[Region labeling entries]
▼▼▼

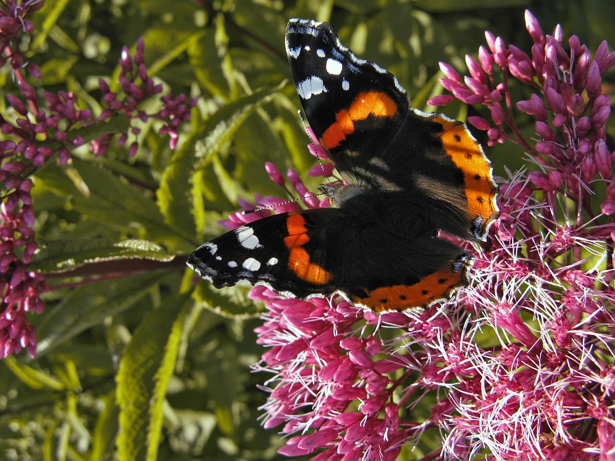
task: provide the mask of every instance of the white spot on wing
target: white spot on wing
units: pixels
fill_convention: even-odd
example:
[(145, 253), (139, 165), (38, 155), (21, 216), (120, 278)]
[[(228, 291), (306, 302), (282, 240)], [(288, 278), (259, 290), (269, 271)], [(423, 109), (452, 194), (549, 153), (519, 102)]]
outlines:
[(341, 72), (341, 62), (336, 61), (335, 59), (328, 59), (326, 66), (327, 72), (332, 75), (339, 75)]
[(297, 47), (296, 48), (287, 48), (287, 51), (289, 56), (297, 59), (299, 58), (299, 53), (301, 53), (301, 47)]
[(322, 79), (315, 75), (309, 77), (297, 85), (297, 92), (304, 99), (309, 99), (315, 95), (326, 92)]
[(248, 271), (258, 271), (261, 269), (261, 263), (254, 258), (248, 258), (241, 265), (243, 266), (243, 269)]
[(253, 250), (258, 247), (258, 238), (254, 235), (254, 229), (252, 227), (242, 225), (235, 229), (237, 234), (237, 241), (243, 248)]
[(216, 251), (218, 251), (218, 245), (217, 245), (215, 243), (212, 243), (211, 242), (210, 242), (209, 243), (206, 243), (204, 245), (203, 245), (203, 247), (208, 249), (209, 253), (213, 255), (215, 255), (216, 253)]

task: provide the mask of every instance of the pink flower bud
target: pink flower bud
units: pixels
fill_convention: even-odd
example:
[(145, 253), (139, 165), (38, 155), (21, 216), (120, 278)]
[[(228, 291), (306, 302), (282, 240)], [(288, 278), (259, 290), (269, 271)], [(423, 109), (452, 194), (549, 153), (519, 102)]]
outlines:
[(606, 216), (611, 216), (615, 213), (615, 200), (613, 199), (605, 200), (600, 205), (600, 211)]
[(333, 442), (337, 436), (337, 431), (334, 429), (320, 429), (300, 437), (297, 446), (304, 450), (313, 450)]
[(595, 60), (592, 61), (590, 64), (586, 89), (588, 95), (591, 98), (595, 98), (602, 90), (602, 76), (600, 75), (598, 63)]
[(596, 141), (594, 145), (594, 161), (602, 179), (607, 179), (612, 177), (611, 153), (603, 140)]
[(542, 81), (544, 78), (544, 48), (537, 43), (532, 45), (532, 66), (534, 68), (539, 80)]
[(591, 62), (592, 53), (588, 50), (583, 51), (577, 60), (574, 73), (572, 74), (572, 84), (577, 91), (581, 91), (585, 88), (586, 82), (587, 82), (588, 71)]
[(461, 77), (459, 73), (455, 71), (450, 64), (442, 61), (438, 62), (438, 64), (440, 67), (440, 71), (446, 75), (446, 78), (450, 79), (456, 83), (461, 82)]
[(428, 105), (446, 105), (455, 99), (450, 95), (438, 95), (427, 101)]
[(470, 90), (472, 90), (474, 93), (477, 95), (484, 96), (489, 94), (489, 88), (487, 86), (487, 85), (483, 85), (480, 82), (474, 78), (472, 78), (472, 77), (463, 77), (463, 82)]
[(559, 188), (564, 184), (564, 175), (557, 170), (551, 170), (548, 173), (548, 184), (553, 190)]
[(609, 119), (609, 115), (611, 114), (611, 108), (608, 105), (603, 105), (598, 111), (592, 116), (592, 125), (596, 128), (597, 127), (603, 126)]
[(581, 162), (581, 179), (586, 182), (590, 182), (596, 173), (598, 173), (598, 168), (596, 166), (596, 162), (594, 162), (594, 156), (591, 154), (586, 155)]
[(476, 128), (483, 131), (487, 131), (491, 127), (487, 120), (477, 115), (471, 115), (468, 117), (468, 122)]
[(508, 68), (515, 77), (527, 83), (533, 81), (533, 69), (529, 62), (509, 60)]
[(342, 360), (341, 364), (335, 371), (333, 380), (342, 385), (352, 383), (357, 377), (357, 366), (350, 360)]
[(546, 97), (546, 102), (551, 107), (551, 109), (554, 112), (559, 114), (567, 113), (564, 99), (555, 90), (552, 88), (548, 88), (545, 96)]
[(362, 351), (350, 351), (348, 353), (348, 358), (357, 366), (363, 369), (370, 369), (374, 366), (374, 362), (371, 358)]
[(485, 32), (485, 40), (487, 41), (487, 45), (489, 49), (493, 53), (496, 53), (496, 36), (488, 30)]
[(525, 10), (525, 27), (535, 43), (544, 43), (544, 34), (542, 32), (542, 29), (540, 28), (538, 20), (529, 10)]
[(545, 122), (536, 122), (536, 133), (546, 141), (553, 141), (555, 139), (555, 132), (548, 123)]
[(531, 171), (528, 178), (536, 187), (543, 190), (552, 190), (551, 185), (548, 182), (548, 177), (542, 171)]
[(489, 75), (493, 73), (494, 58), (493, 55), (483, 45), (479, 48), (479, 61), (483, 70)]
[(359, 409), (363, 414), (374, 414), (379, 412), (385, 403), (387, 401), (387, 397), (385, 395), (376, 395), (373, 397), (365, 399), (359, 406)]
[(346, 429), (343, 438), (348, 442), (356, 442), (364, 438), (370, 432), (370, 428), (363, 426), (360, 423), (353, 424)]
[(499, 104), (491, 108), (491, 118), (496, 125), (501, 125), (504, 123), (505, 115)]
[(36, 101), (38, 99), (38, 95), (36, 95), (34, 88), (25, 80), (19, 80), (19, 89), (26, 99)]
[(481, 65), (469, 54), (466, 55), (466, 65), (472, 77), (483, 85), (487, 83), (487, 77)]
[(594, 54), (594, 60), (598, 64), (601, 73), (604, 72), (605, 64), (609, 55), (609, 45), (606, 40), (603, 40), (598, 46)]
[(21, 115), (27, 114), (27, 108), (25, 107), (25, 104), (24, 104), (16, 96), (10, 93), (7, 93), (6, 99), (8, 100), (8, 103), (11, 105), (11, 107), (19, 114)]
[(136, 151), (138, 150), (138, 142), (134, 141), (132, 144), (130, 145), (130, 147), (128, 148), (128, 157), (134, 157), (136, 155)]
[(30, 75), (32, 76), (32, 78), (35, 78), (37, 80), (40, 78), (40, 69), (36, 64), (30, 62), (28, 64), (28, 71), (30, 73)]

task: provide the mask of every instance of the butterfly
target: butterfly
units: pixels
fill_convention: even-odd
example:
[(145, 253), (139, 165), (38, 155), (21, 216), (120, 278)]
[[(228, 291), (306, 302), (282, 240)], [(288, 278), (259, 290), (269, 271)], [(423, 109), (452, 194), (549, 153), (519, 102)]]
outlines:
[(470, 255), (498, 216), (491, 163), (466, 125), (410, 107), (396, 77), (357, 58), (327, 23), (291, 19), (297, 93), (343, 181), (334, 205), (274, 214), (205, 243), (188, 265), (299, 298), (338, 293), (376, 312), (426, 306), (467, 284)]

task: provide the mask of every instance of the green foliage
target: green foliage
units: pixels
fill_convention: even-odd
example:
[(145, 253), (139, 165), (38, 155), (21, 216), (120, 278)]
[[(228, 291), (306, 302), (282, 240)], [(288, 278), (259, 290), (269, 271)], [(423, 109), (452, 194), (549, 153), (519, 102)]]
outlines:
[[(612, 8), (607, 0), (583, 3), (47, 1), (32, 18), (33, 41), (22, 44), (45, 89), (73, 91), (99, 114), (97, 77), (119, 91), (121, 47), (134, 49), (143, 36), (150, 75), (165, 92), (199, 101), (174, 151), (148, 123), (127, 143), (140, 143), (134, 158), (117, 143), (101, 158), (79, 149), (68, 165), (49, 162), (34, 175), (41, 247), (32, 269), (51, 290), (32, 319), (37, 357), (0, 363), (0, 458), (282, 459), (283, 442), (256, 420), (265, 398), (256, 384), (265, 378), (249, 373), (262, 353), (251, 332), (258, 306), (244, 288), (195, 283), (184, 262), (223, 231), (217, 221), (238, 197), (284, 195), (265, 161), (304, 177), (312, 165), (284, 53), (288, 18), (330, 21), (343, 42), (396, 73), (424, 109), (440, 90), (437, 62), (461, 68), (485, 29), (520, 47), (529, 42), (524, 8), (546, 30), (561, 22), (595, 49), (615, 34), (613, 14), (602, 12)], [(16, 92), (7, 69), (3, 101)], [(453, 117), (463, 111), (447, 108)], [(128, 123), (118, 116), (73, 135), (89, 141)], [(497, 173), (508, 152), (495, 151)]]

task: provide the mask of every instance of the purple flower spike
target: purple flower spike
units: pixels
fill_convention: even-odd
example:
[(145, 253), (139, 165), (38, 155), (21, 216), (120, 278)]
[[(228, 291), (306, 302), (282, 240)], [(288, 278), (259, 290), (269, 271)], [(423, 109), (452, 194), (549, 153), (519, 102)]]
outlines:
[(284, 186), (284, 178), (276, 165), (271, 162), (266, 162), (265, 163), (265, 169), (267, 170), (267, 173), (269, 174), (272, 181), (278, 184), (278, 186)]
[(602, 90), (602, 76), (600, 74), (600, 66), (595, 61), (592, 61), (588, 71), (587, 92), (590, 97), (595, 98)]
[(539, 45), (544, 43), (544, 34), (542, 32), (542, 29), (529, 10), (525, 10), (525, 27), (535, 43)]

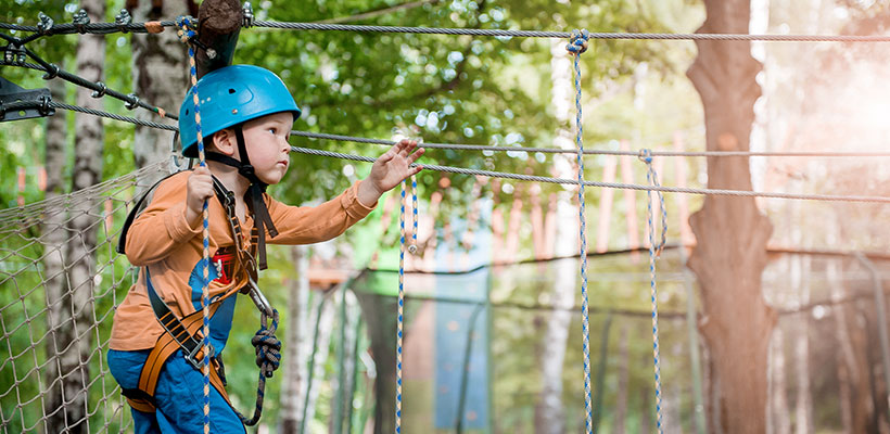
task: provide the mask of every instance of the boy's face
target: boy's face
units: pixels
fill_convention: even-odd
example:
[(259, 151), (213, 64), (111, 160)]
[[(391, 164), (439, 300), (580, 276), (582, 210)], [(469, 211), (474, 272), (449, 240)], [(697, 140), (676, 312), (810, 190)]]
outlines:
[(275, 113), (244, 123), (244, 144), (256, 177), (267, 184), (276, 184), (288, 173), (293, 115)]

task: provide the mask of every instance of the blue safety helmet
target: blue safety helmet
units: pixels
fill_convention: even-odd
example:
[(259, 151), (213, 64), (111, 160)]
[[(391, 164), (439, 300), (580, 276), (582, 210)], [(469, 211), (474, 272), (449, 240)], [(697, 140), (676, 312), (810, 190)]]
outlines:
[[(198, 80), (201, 132), (214, 132), (272, 113), (291, 112), (300, 117), (291, 92), (275, 73), (253, 65), (231, 65), (215, 69)], [(198, 129), (194, 123), (194, 89), (186, 94), (179, 107), (179, 133), (182, 155), (198, 156)]]

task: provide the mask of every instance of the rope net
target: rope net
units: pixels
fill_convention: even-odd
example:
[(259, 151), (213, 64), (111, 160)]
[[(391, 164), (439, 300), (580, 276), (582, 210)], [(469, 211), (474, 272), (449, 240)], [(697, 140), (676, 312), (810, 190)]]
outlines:
[(115, 246), (137, 191), (164, 167), (0, 210), (3, 433), (129, 431), (105, 354), (136, 270)]

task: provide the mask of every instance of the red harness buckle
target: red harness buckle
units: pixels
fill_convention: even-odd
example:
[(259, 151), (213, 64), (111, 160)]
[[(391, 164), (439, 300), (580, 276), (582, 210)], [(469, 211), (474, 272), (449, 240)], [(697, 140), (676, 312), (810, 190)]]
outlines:
[(232, 268), (234, 267), (234, 253), (219, 250), (213, 255), (211, 261), (216, 267), (217, 278), (214, 279), (223, 284), (229, 284), (232, 282)]

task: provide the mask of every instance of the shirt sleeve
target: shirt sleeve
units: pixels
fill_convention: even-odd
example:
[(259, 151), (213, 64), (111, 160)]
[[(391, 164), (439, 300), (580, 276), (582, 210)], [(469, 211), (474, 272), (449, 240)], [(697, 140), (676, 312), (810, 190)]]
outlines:
[(268, 238), (274, 244), (312, 244), (328, 241), (346, 231), (351, 226), (373, 210), (358, 201), (356, 181), (339, 196), (318, 206), (291, 206), (267, 195), (269, 215), (278, 237)]
[(144, 266), (167, 257), (173, 250), (201, 233), (201, 224), (192, 227), (186, 220), (186, 180), (179, 175), (154, 192), (151, 203), (127, 232), (127, 259)]

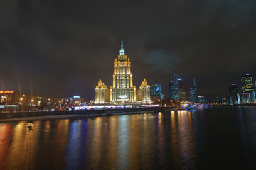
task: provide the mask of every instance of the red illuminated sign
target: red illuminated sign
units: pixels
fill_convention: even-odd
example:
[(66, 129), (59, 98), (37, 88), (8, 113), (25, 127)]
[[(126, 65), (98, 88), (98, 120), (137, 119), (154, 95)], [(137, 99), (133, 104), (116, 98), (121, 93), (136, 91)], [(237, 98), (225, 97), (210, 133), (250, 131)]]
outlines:
[(13, 94), (14, 91), (0, 91), (0, 94)]

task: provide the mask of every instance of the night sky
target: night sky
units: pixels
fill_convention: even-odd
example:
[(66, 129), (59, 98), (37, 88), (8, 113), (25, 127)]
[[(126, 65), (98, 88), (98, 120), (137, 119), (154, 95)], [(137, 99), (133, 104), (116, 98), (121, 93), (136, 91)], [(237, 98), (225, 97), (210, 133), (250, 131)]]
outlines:
[[(168, 97), (174, 74), (186, 90), (223, 96), (255, 76), (255, 0), (0, 1), (0, 86), (51, 97), (95, 98), (112, 86), (120, 34), (134, 84), (158, 80)], [(187, 95), (188, 96), (188, 95)]]

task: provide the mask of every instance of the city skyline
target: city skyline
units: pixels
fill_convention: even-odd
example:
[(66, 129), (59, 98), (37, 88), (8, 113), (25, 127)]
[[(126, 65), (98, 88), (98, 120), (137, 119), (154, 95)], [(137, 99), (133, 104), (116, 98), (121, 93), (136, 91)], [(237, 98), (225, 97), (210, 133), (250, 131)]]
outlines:
[(168, 94), (177, 74), (186, 93), (195, 76), (198, 94), (223, 96), (227, 84), (240, 84), (240, 75), (255, 76), (255, 3), (6, 1), (1, 6), (1, 89), (94, 98), (95, 82), (111, 84), (105, 70), (113, 72), (124, 32), (137, 86), (146, 77)]

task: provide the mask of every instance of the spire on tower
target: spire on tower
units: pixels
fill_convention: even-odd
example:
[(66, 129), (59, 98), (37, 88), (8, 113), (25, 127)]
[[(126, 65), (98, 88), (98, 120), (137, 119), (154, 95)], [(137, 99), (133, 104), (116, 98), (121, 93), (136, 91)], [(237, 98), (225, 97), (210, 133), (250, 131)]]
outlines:
[(120, 49), (120, 52), (119, 52), (120, 55), (125, 55), (124, 49), (123, 38), (124, 38), (124, 34), (122, 33), (121, 34), (121, 49)]

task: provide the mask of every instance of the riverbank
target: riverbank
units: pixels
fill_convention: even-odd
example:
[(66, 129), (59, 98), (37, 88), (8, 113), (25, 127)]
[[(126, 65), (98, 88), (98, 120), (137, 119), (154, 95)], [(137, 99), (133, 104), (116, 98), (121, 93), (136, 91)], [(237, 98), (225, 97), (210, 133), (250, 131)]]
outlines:
[(135, 108), (124, 109), (83, 110), (49, 112), (16, 112), (0, 113), (0, 122), (62, 119), (72, 118), (93, 118), (98, 116), (121, 115), (158, 113), (176, 110), (174, 107)]

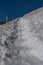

▲▲▲

__What is being asked__
Turn the stretch of the entries from the line containing "task: provide the mask of every instance of the boy's" through the line containing "354), (136, 270)]", both lines included, into a JSON list of strings with one string per line and blank lines left out.

__Response__
[
  "task: provide the mask of every instance of the boy's face",
  "target: boy's face",
  "units: pixels",
  "fill_convention: even-odd",
  "example:",
  "[(259, 151), (213, 64), (111, 160)]",
  "[[(391, 164), (439, 300), (580, 276), (582, 210)], [(469, 211), (474, 272), (449, 240)], [(697, 140), (676, 312), (810, 190)]]",
  "outlines:",
  "[(275, 113), (244, 123), (244, 144), (256, 177), (267, 184), (276, 184), (288, 173), (293, 115)]",
  "task: provide the mask of every instance of the blue safety helmet",
  "target: blue safety helmet",
  "units: pixels",
  "fill_convention: even-odd",
  "example:",
  "[(259, 151), (213, 64), (111, 160)]",
  "[[(391, 164), (439, 300), (580, 276), (582, 210)], [(469, 211), (474, 272), (449, 240)], [(697, 140), (676, 312), (810, 190)]]",
  "outlines:",
  "[[(198, 80), (201, 132), (214, 132), (272, 113), (291, 112), (300, 117), (291, 92), (275, 73), (253, 65), (231, 65), (215, 69)], [(198, 129), (194, 123), (194, 89), (186, 94), (179, 107), (179, 133), (182, 155), (198, 156)]]",
  "task: provide the mask of every instance of the rope net",
  "target: rope net",
  "units: pixels",
  "fill_convention: even-odd",
  "example:",
  "[(259, 151), (213, 64), (111, 160)]",
  "[[(391, 164), (439, 300), (580, 276), (582, 210)], [(469, 211), (474, 272), (449, 240)], [(697, 140), (676, 312), (810, 190)]]",
  "outlines:",
  "[(115, 246), (137, 191), (164, 167), (0, 210), (3, 433), (129, 431), (105, 354), (136, 270)]"
]